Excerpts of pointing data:
•••••
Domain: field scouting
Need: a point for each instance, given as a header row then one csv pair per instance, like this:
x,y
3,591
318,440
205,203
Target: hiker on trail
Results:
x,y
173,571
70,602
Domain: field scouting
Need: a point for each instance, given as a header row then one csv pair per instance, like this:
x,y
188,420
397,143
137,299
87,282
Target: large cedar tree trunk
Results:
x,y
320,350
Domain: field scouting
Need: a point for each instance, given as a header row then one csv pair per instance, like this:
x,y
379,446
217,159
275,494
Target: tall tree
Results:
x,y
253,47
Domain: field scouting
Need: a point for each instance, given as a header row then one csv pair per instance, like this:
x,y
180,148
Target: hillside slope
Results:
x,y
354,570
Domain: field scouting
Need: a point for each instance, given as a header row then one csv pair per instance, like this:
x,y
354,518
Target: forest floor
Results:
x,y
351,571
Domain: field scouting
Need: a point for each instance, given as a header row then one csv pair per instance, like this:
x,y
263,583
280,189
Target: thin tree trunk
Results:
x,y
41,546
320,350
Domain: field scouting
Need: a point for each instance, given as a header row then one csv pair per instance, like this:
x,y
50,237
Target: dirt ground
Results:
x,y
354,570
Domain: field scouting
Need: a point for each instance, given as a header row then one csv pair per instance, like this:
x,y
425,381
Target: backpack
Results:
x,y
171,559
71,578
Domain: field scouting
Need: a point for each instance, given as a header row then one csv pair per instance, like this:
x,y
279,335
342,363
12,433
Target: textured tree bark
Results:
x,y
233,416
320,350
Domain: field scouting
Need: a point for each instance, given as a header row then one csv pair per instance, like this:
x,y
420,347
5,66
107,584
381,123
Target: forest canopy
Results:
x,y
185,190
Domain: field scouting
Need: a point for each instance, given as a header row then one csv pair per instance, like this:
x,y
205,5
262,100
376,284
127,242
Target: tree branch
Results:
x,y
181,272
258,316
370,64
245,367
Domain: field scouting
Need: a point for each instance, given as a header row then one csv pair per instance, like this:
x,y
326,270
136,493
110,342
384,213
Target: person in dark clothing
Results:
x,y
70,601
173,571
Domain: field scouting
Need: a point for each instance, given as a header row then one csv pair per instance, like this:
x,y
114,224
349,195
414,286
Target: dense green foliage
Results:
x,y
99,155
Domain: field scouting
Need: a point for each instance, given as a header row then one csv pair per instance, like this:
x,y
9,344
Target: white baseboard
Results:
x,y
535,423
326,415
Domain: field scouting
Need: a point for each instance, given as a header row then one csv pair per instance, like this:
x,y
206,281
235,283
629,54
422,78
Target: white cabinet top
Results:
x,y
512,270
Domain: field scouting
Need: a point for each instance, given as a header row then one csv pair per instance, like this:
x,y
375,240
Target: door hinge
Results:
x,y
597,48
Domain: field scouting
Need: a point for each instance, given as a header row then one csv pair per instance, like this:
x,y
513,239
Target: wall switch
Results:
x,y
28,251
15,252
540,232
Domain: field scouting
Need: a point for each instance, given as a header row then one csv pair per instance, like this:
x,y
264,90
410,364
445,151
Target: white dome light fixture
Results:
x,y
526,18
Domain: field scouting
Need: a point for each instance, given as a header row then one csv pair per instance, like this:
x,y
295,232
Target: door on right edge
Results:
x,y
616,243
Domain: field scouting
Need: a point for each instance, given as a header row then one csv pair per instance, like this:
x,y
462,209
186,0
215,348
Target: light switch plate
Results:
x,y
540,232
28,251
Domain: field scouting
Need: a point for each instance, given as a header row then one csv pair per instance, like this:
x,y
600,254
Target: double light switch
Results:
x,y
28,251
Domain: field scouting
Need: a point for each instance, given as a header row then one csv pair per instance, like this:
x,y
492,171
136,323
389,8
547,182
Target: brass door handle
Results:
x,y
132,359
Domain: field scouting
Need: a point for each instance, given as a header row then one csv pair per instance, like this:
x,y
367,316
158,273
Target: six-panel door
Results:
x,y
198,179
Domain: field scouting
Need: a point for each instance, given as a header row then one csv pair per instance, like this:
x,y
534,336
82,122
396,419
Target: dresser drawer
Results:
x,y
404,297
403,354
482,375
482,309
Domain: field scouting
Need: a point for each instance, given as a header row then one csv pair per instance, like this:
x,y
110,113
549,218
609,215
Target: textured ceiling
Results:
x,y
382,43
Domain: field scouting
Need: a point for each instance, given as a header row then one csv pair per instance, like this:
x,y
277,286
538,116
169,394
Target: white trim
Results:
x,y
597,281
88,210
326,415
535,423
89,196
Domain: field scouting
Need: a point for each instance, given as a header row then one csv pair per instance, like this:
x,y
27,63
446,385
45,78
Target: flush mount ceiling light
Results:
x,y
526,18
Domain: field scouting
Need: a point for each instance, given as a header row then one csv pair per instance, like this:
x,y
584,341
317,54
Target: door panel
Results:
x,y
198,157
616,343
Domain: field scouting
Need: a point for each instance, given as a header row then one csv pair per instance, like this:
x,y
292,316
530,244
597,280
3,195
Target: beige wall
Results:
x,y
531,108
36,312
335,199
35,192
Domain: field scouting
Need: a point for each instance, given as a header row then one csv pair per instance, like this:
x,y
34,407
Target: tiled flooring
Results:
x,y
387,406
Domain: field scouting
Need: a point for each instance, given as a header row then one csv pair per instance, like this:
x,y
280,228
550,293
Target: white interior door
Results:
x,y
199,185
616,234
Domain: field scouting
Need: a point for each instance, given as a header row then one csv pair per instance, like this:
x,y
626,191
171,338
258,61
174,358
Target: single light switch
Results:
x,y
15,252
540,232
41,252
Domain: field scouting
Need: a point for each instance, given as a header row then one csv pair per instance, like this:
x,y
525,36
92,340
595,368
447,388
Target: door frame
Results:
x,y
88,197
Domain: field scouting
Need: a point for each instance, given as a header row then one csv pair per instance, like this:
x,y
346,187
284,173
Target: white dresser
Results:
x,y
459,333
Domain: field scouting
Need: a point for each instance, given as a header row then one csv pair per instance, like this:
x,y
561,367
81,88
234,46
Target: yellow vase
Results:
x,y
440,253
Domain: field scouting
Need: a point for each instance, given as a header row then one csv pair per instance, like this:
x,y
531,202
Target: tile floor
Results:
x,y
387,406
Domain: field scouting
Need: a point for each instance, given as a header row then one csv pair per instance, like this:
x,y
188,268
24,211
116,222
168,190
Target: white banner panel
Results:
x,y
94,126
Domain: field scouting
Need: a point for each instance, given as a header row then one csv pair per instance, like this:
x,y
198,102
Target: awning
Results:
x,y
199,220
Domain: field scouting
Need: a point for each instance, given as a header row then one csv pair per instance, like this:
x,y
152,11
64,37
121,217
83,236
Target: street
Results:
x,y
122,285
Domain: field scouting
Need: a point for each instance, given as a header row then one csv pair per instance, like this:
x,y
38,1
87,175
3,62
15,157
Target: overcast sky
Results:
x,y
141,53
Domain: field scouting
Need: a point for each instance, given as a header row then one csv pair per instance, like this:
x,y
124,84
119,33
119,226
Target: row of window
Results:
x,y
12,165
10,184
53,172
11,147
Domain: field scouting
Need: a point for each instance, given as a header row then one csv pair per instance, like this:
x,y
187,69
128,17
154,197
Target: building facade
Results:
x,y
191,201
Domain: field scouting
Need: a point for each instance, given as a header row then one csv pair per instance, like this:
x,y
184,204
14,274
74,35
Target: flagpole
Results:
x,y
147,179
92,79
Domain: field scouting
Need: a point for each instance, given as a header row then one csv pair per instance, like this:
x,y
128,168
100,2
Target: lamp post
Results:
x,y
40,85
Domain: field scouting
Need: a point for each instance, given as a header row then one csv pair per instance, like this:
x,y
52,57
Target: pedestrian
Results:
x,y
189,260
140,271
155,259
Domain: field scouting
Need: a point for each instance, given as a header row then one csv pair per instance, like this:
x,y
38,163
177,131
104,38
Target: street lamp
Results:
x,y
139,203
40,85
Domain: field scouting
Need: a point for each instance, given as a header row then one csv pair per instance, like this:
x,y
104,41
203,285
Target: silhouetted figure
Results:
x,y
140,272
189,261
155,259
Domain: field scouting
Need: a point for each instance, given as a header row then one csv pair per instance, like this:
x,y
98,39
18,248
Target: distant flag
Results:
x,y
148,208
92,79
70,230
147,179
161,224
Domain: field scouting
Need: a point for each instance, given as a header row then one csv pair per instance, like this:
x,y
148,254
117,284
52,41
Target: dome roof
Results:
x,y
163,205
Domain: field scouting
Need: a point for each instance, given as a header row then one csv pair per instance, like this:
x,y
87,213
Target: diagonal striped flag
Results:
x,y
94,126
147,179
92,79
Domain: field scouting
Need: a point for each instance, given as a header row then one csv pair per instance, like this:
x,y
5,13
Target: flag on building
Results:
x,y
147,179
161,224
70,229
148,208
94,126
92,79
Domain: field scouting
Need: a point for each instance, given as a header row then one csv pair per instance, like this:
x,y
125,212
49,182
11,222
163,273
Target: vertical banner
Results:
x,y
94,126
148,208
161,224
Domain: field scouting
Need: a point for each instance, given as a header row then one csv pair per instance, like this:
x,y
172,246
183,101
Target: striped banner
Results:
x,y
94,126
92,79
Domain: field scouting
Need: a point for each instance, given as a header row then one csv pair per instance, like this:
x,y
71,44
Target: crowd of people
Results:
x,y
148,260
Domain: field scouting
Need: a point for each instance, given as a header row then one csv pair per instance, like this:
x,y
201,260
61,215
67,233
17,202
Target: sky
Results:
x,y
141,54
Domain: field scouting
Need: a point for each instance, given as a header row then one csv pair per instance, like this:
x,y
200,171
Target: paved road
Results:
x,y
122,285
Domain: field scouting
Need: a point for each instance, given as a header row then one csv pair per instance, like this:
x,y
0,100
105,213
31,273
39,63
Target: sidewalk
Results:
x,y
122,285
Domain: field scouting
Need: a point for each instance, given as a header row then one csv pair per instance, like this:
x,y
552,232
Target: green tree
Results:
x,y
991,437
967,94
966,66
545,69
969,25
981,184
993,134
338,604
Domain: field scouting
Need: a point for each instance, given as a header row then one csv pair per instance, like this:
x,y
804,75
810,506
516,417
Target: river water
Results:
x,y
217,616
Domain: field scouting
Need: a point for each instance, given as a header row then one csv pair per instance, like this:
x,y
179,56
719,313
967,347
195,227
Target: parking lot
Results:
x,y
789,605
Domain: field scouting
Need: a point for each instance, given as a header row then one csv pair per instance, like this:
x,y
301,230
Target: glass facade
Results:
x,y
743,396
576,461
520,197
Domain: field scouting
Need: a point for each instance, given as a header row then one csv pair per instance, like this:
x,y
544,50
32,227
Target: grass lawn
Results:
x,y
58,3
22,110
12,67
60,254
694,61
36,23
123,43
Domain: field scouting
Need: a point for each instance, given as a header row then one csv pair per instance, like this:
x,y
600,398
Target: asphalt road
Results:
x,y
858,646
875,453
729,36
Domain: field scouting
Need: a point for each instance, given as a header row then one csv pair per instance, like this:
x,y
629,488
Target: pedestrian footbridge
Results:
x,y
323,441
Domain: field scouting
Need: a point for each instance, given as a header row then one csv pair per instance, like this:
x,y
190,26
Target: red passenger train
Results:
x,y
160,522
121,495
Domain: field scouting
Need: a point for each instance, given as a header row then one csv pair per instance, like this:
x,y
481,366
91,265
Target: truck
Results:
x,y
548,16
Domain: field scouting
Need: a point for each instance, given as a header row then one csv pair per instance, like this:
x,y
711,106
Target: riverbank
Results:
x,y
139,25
•••••
→ **Work instructions**
Please locate and copy every line in the records above that contains the word "dresser", matching case exactly.

→ **Task response**
Target: dresser drawer
Target: white dresser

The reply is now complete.